EXERCISE TASKS:
a. Please copy the Big Springs article word for word between "Big Springs debate" and "startling discoveries recently.", inclusive.
b. Answer these questions from the Big Springs article:
(i) Which highway do motorists drive along when they pass the site?
(ii) On which campus is the Harry Reid Center for Environmental Studies?
(iii) What does "Las Vegas" mean in Spanish?
(TEXT SHOWN begins)
Big Springs debate resurfaces
Monday, July 27, 1998 | 10:55 a.m.
Big Springs is the birthplace of Las Vegas.
It's not much to look at, sitting behind the fence surrounding the Las Vegas Valley Water District well field. But people flocked to its artesian springs as early as 11,000 years ago.
Some cottonwoods and grasses wave a natural green flag to the south as motorists pass the site south of U.S. 95 between the Valley View Boulevard and Rancho Drive ramps. Many residents don't know this island exists in the urban desert.
But scientists looking at what lurks beneath the surface have made some startling discoveries recently.
Archaeologist Greg Seymour of the Harry Reid Center for Environmental Studies on the UNLV campus, who was hired to conduct sensitive environmental studies of Big Springs, has found ancient tools at the site.
"This has been a magnet for human beings for the past 5,000 years at least," he said of the watering hole that gave Las Vegas its name. "Las Vegas" in Spanish means "The Meadows."
(TEXT SHOWN ends)
(DATA TO EXAMINE begins)
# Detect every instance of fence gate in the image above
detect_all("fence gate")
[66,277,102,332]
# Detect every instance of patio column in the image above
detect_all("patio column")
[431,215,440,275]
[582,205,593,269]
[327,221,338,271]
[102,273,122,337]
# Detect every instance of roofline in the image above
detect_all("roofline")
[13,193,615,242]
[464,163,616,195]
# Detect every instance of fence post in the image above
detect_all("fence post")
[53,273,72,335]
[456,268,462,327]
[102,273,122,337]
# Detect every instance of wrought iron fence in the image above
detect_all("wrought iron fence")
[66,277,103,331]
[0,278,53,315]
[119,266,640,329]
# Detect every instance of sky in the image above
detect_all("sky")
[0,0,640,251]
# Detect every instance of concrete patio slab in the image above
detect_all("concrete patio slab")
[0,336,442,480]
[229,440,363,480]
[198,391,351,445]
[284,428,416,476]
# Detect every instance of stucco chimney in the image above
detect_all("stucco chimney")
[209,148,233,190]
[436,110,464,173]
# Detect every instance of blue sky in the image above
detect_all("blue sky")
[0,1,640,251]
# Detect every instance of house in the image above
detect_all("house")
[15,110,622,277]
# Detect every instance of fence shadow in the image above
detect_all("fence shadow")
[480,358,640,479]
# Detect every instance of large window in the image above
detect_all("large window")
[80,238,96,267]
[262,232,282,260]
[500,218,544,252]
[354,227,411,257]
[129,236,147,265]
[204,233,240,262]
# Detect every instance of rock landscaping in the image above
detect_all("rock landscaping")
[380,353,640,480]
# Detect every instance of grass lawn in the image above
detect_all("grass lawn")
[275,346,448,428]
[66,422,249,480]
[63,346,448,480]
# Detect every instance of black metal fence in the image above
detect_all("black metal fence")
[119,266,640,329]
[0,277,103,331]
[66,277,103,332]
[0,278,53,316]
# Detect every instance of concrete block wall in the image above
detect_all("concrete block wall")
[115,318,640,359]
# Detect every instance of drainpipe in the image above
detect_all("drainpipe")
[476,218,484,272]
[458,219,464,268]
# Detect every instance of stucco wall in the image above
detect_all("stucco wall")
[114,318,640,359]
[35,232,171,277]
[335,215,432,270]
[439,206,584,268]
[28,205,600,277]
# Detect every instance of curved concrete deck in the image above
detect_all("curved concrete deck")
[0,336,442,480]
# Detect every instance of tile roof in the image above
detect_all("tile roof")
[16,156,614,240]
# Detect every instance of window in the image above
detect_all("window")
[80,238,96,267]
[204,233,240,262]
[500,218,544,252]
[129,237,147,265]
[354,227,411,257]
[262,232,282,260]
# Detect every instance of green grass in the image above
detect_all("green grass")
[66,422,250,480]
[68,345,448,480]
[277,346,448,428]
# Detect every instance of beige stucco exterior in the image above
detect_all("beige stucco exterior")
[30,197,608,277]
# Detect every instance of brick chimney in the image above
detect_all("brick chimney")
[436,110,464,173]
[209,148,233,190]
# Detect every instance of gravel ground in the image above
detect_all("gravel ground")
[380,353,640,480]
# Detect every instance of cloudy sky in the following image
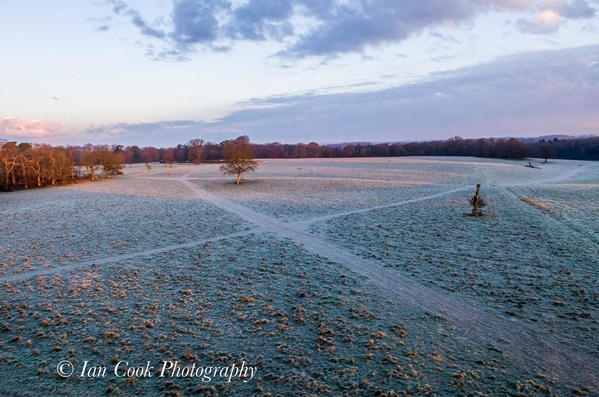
(DATA TO EXAMINE ends)
COMPLETED EXERCISE:
a.
Big Springs debate resurfaces
Monday, July 27, 1998 | 10:55 a.m.
Big Springs is the birthplace of Las Vegas.
It's not much to look at, sitting behind the fence surrounding the Las Vegas Valley Water District well field. But people flocked to its artesian springs as early as 11,000 years ago.
Some cottonwoods and grasses wave a natural green flag to the south as motorists pass the site south of U.S. 95 between the Valley View Boulevard and Rancho Drive ramps. Many residents don't know this island exists in the urban desert.
But scientists looking at what lurks beneath the surface have made some startling discoveries recently.

b.
(i) U.S. 95
(ii) The UNLV campus
(iii) "The Meadows"